# BRIEF 1
Return every line of the records below unchanged, leaving out the forum thread that comes before them.

# TEXT SECTION
Ahh OK so, in the same rawdata are there always same elements? Then my code has that resiliency.
When you said "different datasheets", I thought there can be different elements per test in the same rawdata.


----------



## eagle923 (Wednesday at 8:21 AM)

A new question regarding the "Concentration Results" now.  So I tried to modify your code so it would produce the same table under "concs" sheet, but use the concentration results (which are in column E isntead of D where the intensities are).  It fills the table just fine except for the very last sample, it leaves off one result.

I assume this is because it's looking for a blank "" cell and stops early?

I changed the sheets to point to "concs" instead of "intens" and then line 19 I changed ".Cells(k, 4)" to ".Cells(k, 5)".
---Worksheets("conc").Cells(x, y).Formula = "=" & .Name & "!" & .Cells(k, 5).Address---

That now seems to make a concentration table, but when I run it, I end up with one missing value at the red square:


----------



## eagle923 (Wednesday at 8:23 AM)

# PROVIDED INFORMATION
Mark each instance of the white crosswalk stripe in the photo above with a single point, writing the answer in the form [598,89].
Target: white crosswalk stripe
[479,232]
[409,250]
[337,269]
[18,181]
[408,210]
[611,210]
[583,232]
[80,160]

# BRIEF 2
According to the forum thread above, which column holds the concentration results?

# TASK RESPONSE 1
Mark each instance of the white crosswalk stripe in the photo above with a single point, writing the answer in the form [598,89].
Target: white crosswalk stripe
[479,232]
[409,250]
[337,269]
[18,181]
[408,210]
[611,210]
[583,232]
[80,160]

# TASK RESPONSE 2
Column E.